Start Records to process

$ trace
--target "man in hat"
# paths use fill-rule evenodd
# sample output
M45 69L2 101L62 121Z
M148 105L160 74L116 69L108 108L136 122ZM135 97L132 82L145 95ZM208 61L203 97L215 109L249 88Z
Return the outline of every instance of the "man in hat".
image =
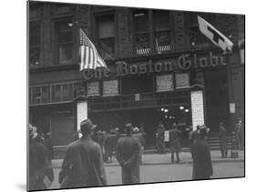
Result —
M196 140L198 137L200 137L200 125L197 126L196 130L192 130L193 128L190 127L190 132L189 132L189 152L190 153L191 153L191 147L192 147L192 144L193 144L194 140Z
M159 128L157 130L157 147L158 147L158 151L160 154L165 153L165 126L164 125L160 122L159 125Z
M91 138L96 127L90 119L80 123L81 138L67 146L59 183L61 187L106 186L106 173L100 146Z
M122 167L123 184L139 183L140 143L132 136L133 126L125 126L127 136L120 137L117 146L117 159Z
M36 140L38 136L36 127L29 124L29 190L46 189L53 181L53 175L46 174L48 169L49 159L46 146Z
M224 126L223 122L220 123L219 139L220 139L220 149L221 153L221 157L226 158L228 156L227 130Z
M206 141L207 135L207 128L200 126L200 137L192 144L193 179L208 179L213 173L210 147Z
M179 140L180 131L178 129L176 123L172 125L172 129L169 131L170 135L170 151L171 151L171 163L174 163L174 153L176 153L177 163L179 163L179 153L181 150L181 144Z
M236 134L236 140L237 140L237 144L238 144L238 148L243 150L243 147L244 147L244 126L242 124L241 118L239 118L237 124L235 125L235 134Z

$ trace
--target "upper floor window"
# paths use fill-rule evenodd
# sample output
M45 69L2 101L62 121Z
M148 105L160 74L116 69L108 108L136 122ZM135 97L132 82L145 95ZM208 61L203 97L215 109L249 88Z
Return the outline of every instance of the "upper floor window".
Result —
M30 87L29 103L42 104L50 102L72 101L74 96L76 96L76 93L77 92L77 87L76 85L77 85L77 83Z
M74 36L72 19L57 21L56 30L56 55L60 65L70 64L74 58Z
M148 55L150 52L148 10L136 10L132 17L136 55Z
M198 15L201 16L207 22L215 25L215 17L213 14L205 13L188 13L187 20L189 25L189 44L191 46L205 45L210 44L210 41L200 31L198 24Z
M115 15L113 14L96 17L97 46L103 58L110 59L115 55Z
M29 24L29 65L40 64L40 44L41 44L40 23Z
M155 46L158 53L171 49L170 21L169 11L153 12Z

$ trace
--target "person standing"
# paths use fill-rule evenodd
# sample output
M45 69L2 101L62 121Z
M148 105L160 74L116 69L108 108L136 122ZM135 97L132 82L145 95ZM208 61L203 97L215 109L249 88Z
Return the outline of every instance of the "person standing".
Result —
M181 150L181 144L179 140L180 131L178 129L176 123L172 125L172 129L169 131L170 135L170 151L171 151L171 163L174 163L174 153L176 153L177 163L179 163L179 153Z
M191 153L191 147L192 147L192 144L193 144L194 140L196 140L200 136L200 126L198 125L196 130L194 130L194 131L191 130L189 132L189 152L190 153ZM192 127L191 127L191 129L192 129Z
M228 148L227 148L227 130L222 122L220 123L220 149L221 153L221 158L226 158L228 157Z
M242 150L244 145L244 127L241 118L238 119L238 123L235 126L235 134L236 134L238 148Z
M159 128L157 130L157 144L158 151L160 154L165 153L165 141L164 141L165 126L159 123Z
M54 176L48 173L50 162L46 147L36 139L36 127L29 124L29 159L28 159L28 188L29 190L44 190L52 183Z
M127 136L120 137L117 145L117 159L122 168L123 184L140 182L140 143L132 136L133 126L126 124Z
M206 141L207 134L207 129L201 126L200 137L192 144L192 179L209 179L213 174L210 147Z
M107 185L101 147L91 138L96 126L90 119L82 121L81 138L67 146L59 173L61 188Z

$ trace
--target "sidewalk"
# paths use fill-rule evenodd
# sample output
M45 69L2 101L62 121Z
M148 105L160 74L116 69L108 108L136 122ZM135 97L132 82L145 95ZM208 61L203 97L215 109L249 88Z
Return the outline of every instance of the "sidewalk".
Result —
M239 151L239 157L230 158L230 151L229 151L228 158L221 158L220 152L219 150L210 151L211 161L212 163L221 163L221 162L242 162L244 161L244 152ZM175 156L176 158L176 156ZM189 164L192 163L191 154L189 152L181 152L179 153L180 162L179 164ZM63 159L53 159L52 164L53 167L60 167ZM166 165L171 164L170 161L170 153L166 154L143 154L142 156L142 165ZM105 163L106 167L111 166L119 166L116 157L113 157L112 163Z

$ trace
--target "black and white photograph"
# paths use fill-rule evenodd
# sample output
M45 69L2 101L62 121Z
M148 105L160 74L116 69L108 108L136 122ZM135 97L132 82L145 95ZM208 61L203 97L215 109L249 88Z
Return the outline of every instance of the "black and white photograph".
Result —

End Records to process

Your goal: Make an exact copy of the listing above. Do not include the pictures.

Task solution:
$ trace
--target "man in hat"
# paths use fill-rule evenodd
# sample output
M45 69L2 101L62 121Z
M148 105L160 74L116 69L108 108L136 122ZM135 97L132 82L145 95ZM208 61L203 97L215 109L249 88Z
Return the outline of every instance of the "man in hat".
image =
Result —
M196 140L198 137L200 137L200 125L197 126L196 130L192 130L193 128L190 127L190 132L189 132L189 152L190 153L191 153L191 147L192 147L192 144L193 144L194 140Z
M159 128L157 130L157 147L158 147L158 151L160 154L165 153L165 126L164 125L160 122L159 125Z
M91 138L96 127L90 119L80 123L81 138L67 146L59 183L61 187L106 186L106 173L100 146Z
M122 167L123 184L139 183L140 143L132 136L133 126L125 126L127 136L120 137L117 146L117 159Z
M36 140L38 136L36 127L29 124L29 190L46 189L53 181L53 175L46 174L48 169L49 159L46 146Z
M224 126L223 122L220 123L219 139L220 139L220 149L221 153L221 157L226 158L228 156L227 130Z
M206 141L207 135L207 128L200 126L200 137L192 144L193 179L208 179L213 173L210 147Z
M179 140L180 131L178 129L176 123L172 125L172 129L169 131L170 135L170 151L171 151L171 163L174 163L174 153L176 153L177 163L179 163L179 153L181 150L181 144Z
M236 134L236 140L237 140L237 144L238 144L238 148L243 150L243 147L244 147L244 126L242 124L241 118L239 118L237 124L235 125L235 134Z

$ trace
--target "upper floor window"
# paths use fill-rule evenodd
# sample output
M45 69L2 101L62 121Z
M148 105L160 74L116 69L108 108L136 122ZM135 97L132 82L145 95ZM208 61L203 97L215 109L249 88Z
Return the outline of every instance of the "upper floor window".
Result —
M30 87L29 103L42 104L50 102L72 101L74 96L76 96L76 93L77 92L77 87L76 85L77 85L77 83Z
M74 36L72 19L57 21L56 30L56 55L60 65L70 64L74 58Z
M148 55L150 52L148 10L136 10L132 17L136 55Z
M198 15L201 16L207 22L215 25L215 17L213 14L205 13L188 13L187 20L189 25L189 44L191 46L205 45L210 44L210 41L200 31L198 24Z
M115 15L113 14L96 17L97 46L103 58L110 59L115 55Z
M29 24L29 65L40 64L40 44L41 44L40 23Z
M155 46L158 53L171 49L170 21L169 11L153 12Z

$ trace
--target "person standing"
# paths use fill-rule evenodd
# sample output
M45 69L2 101L62 121Z
M148 105L160 74L116 69L108 108L136 122ZM135 97L132 82L145 95ZM208 61L203 97L215 109L249 88Z
Return the outline of every instance of the "person standing".
Result —
M181 150L181 144L179 140L180 131L178 129L176 123L172 125L172 129L169 131L170 135L170 151L171 151L171 163L174 163L174 153L176 153L177 163L179 163L179 153Z
M191 153L191 147L192 147L192 144L193 144L194 140L196 140L200 136L200 126L198 125L196 130L194 130L194 131L191 130L189 132L189 152L190 153ZM192 127L191 127L191 129L192 129Z
M228 148L227 148L227 130L222 122L220 123L220 149L221 153L221 158L226 158L228 157Z
M242 150L244 145L244 127L241 118L238 119L238 123L235 126L235 134L236 134L238 148Z
M159 128L157 130L157 144L158 151L160 154L165 153L165 141L164 141L165 126L159 123Z
M54 176L48 173L50 162L46 147L36 139L36 127L29 124L29 159L28 159L28 188L29 190L44 190L52 183Z
M127 136L120 137L117 145L117 159L122 168L123 184L140 182L140 143L132 136L133 126L126 124Z
M206 141L207 134L207 129L201 126L200 137L192 144L192 179L209 179L213 174L210 147Z
M107 185L101 147L91 138L96 126L90 119L82 121L81 138L67 146L59 173L61 188Z

$ trace
--target "sidewalk"
# paths use fill-rule evenodd
# sample output
M45 69L2 101L62 121Z
M148 105L160 74L116 69L108 108L136 122ZM135 97L132 82L145 95ZM208 61L203 97L215 109L249 88Z
Return the outline of every instance of the "sidewalk".
Result —
M239 151L239 157L230 158L230 151L229 151L228 158L221 158L220 152L219 150L210 151L211 161L212 163L221 163L221 162L242 162L244 161L244 152ZM175 156L176 158L176 156ZM189 164L192 163L191 154L189 152L181 152L179 153L180 162L179 164ZM63 159L53 159L52 164L53 167L60 167ZM166 165L171 164L170 161L170 153L166 154L143 154L142 156L142 165ZM105 163L106 167L111 166L119 166L116 157L113 157L112 163Z

$ trace
--target "black and white photograph"
# paths use fill-rule evenodd
# sample output
M45 69L2 101L62 121Z
M148 105L160 74L116 69L108 108L136 122ZM135 97L132 82L145 95ZM208 61L203 97L215 109L249 88Z
Return the outline of every instance of the "black and white photograph".
Result —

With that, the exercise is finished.